Output exactly what appears from the line containing "metal railing in this photo, one per instance." to the end of the data below, and nothing more.

=-=-=-=-=

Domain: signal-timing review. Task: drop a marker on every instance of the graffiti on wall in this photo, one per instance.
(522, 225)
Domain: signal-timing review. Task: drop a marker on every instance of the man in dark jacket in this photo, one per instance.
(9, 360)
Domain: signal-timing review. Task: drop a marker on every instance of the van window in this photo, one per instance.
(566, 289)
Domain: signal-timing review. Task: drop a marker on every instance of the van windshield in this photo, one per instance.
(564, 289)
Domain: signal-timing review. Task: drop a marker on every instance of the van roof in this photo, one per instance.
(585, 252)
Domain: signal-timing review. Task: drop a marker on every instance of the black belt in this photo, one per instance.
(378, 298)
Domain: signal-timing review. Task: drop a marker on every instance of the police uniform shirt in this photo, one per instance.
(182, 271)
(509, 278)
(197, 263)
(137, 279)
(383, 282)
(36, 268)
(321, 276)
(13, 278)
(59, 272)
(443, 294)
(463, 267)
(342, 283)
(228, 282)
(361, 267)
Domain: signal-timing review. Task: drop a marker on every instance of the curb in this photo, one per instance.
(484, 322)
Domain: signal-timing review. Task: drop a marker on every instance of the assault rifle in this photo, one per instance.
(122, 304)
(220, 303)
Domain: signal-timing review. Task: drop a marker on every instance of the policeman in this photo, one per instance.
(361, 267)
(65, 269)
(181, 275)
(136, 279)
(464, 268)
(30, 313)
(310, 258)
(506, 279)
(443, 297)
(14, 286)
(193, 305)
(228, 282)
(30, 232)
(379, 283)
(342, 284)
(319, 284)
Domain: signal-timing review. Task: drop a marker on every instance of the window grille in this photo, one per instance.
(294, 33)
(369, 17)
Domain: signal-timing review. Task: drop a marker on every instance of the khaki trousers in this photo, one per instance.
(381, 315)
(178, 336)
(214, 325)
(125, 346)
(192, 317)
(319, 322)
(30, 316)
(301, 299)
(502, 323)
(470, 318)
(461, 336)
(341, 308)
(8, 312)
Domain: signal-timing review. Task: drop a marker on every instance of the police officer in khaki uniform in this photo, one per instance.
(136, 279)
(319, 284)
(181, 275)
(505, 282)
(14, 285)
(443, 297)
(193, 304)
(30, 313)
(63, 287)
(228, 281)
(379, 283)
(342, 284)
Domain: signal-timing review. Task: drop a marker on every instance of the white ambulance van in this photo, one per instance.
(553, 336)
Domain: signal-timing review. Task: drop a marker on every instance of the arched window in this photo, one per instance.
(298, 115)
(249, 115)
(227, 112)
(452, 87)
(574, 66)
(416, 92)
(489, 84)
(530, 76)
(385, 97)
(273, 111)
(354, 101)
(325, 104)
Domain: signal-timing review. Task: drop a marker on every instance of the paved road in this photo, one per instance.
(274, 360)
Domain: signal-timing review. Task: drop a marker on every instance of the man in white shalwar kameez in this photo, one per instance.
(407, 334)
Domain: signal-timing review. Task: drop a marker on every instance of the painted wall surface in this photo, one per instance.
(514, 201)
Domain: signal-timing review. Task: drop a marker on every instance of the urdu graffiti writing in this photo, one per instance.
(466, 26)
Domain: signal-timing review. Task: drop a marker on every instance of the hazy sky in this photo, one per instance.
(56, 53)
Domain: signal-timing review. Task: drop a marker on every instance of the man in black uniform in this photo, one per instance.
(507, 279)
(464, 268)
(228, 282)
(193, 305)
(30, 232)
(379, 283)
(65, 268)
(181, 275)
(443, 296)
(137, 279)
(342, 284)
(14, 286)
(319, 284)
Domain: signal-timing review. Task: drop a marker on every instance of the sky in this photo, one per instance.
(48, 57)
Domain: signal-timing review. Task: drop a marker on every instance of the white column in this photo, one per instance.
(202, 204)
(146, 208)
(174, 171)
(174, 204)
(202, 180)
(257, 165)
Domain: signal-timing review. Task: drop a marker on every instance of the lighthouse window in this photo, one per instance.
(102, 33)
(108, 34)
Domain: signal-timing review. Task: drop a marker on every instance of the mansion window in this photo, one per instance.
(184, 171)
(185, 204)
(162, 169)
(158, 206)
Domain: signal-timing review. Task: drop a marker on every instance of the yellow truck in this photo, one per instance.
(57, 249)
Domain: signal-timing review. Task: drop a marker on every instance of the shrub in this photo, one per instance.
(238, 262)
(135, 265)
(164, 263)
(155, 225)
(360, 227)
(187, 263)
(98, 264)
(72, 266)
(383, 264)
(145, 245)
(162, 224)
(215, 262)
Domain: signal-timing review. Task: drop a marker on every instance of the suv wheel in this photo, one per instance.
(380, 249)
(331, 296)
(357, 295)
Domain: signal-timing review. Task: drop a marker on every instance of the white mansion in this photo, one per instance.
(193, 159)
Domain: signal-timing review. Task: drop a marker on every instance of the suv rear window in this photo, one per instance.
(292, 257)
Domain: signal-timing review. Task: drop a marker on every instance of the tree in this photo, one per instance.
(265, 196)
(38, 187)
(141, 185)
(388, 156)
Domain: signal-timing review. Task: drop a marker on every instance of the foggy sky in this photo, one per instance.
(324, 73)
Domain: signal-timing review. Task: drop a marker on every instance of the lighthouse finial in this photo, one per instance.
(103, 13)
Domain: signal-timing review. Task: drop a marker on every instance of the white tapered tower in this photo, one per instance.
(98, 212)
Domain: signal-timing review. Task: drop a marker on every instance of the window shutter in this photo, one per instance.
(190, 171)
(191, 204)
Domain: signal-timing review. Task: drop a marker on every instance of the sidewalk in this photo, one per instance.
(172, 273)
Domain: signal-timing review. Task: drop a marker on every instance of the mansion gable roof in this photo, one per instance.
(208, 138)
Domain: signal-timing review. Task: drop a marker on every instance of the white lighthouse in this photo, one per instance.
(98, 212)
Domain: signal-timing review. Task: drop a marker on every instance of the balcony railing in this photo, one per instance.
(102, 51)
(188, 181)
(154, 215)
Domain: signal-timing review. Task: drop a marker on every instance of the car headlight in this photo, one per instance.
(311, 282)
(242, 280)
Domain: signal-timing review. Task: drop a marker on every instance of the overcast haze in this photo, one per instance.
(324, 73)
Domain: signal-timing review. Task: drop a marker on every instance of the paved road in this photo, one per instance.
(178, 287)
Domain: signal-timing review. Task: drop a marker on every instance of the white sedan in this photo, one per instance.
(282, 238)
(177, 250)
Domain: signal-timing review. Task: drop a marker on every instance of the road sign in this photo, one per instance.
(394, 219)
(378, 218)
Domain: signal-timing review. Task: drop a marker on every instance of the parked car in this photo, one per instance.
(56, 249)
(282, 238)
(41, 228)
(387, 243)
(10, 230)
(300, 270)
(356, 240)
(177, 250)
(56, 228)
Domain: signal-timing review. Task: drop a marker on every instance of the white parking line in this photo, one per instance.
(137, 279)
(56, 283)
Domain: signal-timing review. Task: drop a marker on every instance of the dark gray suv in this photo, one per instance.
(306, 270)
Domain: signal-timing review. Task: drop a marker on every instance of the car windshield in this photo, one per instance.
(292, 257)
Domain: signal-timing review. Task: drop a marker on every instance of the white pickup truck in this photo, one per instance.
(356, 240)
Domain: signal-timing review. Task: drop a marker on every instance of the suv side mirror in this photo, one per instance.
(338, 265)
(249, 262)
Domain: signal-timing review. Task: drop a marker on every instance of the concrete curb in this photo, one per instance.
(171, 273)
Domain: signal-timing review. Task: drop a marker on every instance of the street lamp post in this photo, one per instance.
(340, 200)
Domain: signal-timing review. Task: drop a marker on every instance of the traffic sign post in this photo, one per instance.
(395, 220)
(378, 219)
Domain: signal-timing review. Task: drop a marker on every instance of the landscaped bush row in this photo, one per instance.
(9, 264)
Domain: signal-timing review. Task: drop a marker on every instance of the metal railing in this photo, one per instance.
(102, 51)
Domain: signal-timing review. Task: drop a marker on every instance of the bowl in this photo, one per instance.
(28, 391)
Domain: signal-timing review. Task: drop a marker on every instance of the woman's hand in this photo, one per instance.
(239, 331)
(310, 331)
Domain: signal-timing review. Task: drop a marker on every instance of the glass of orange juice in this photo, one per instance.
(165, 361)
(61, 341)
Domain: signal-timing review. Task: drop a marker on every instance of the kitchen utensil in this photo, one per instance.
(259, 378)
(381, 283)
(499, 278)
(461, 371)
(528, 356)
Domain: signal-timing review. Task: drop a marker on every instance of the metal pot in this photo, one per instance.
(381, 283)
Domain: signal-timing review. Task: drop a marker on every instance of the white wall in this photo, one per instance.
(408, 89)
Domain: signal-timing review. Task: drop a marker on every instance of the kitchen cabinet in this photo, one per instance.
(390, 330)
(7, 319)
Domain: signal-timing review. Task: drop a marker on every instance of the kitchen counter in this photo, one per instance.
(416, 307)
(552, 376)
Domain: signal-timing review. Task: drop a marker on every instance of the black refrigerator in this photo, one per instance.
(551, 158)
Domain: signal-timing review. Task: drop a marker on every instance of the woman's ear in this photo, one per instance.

=-=-=-=-=

# Task answer:
Domain: signal-timing review. Task: drop a marker on every instance of the metal railing in this photo, one per instance.
(102, 51)
Domain: signal-timing review. Task: drop a marker on every instance of the bowl in this photo, one per instance.
(28, 391)
Domain: signal-timing review. Task: drop a marker on every instance of the woman's hand in this photo, one per instance.
(239, 331)
(310, 331)
Domain: signal-timing review. Task: drop a marker on every instance of the glass of orange juice in this photo, one per instance.
(165, 361)
(61, 341)
Domain: signal-timing review. Task: drop a marker on every instance of the kitchen utensil in this photo, one per instance.
(259, 378)
(381, 283)
(499, 278)
(461, 371)
(528, 356)
Domain: signal-timing review. Task: drop a marker on every instance of the metal pot in this photo, one per instance.
(381, 283)
Domain: signal-timing review. Task: drop a marker on every instance of the white wall in this photo, one per instance.
(408, 89)
Domain: signal-timing review. Task: drop a marker on every instance of the kitchen cabinet in this photo, one per instance.
(390, 330)
(7, 319)
Domain: signal-timing review. Task: drop a marker on every instance of the kitchen counter in this photo, one per instance.
(416, 307)
(552, 376)
Domain: signal-timing review. Task: drop a marker on every instance of the black refrigerator in this photo, one per instance.
(551, 158)
Domain: signal-timing review. Task: drop a marker on every instance of the woman's ear in this photo, one per instance.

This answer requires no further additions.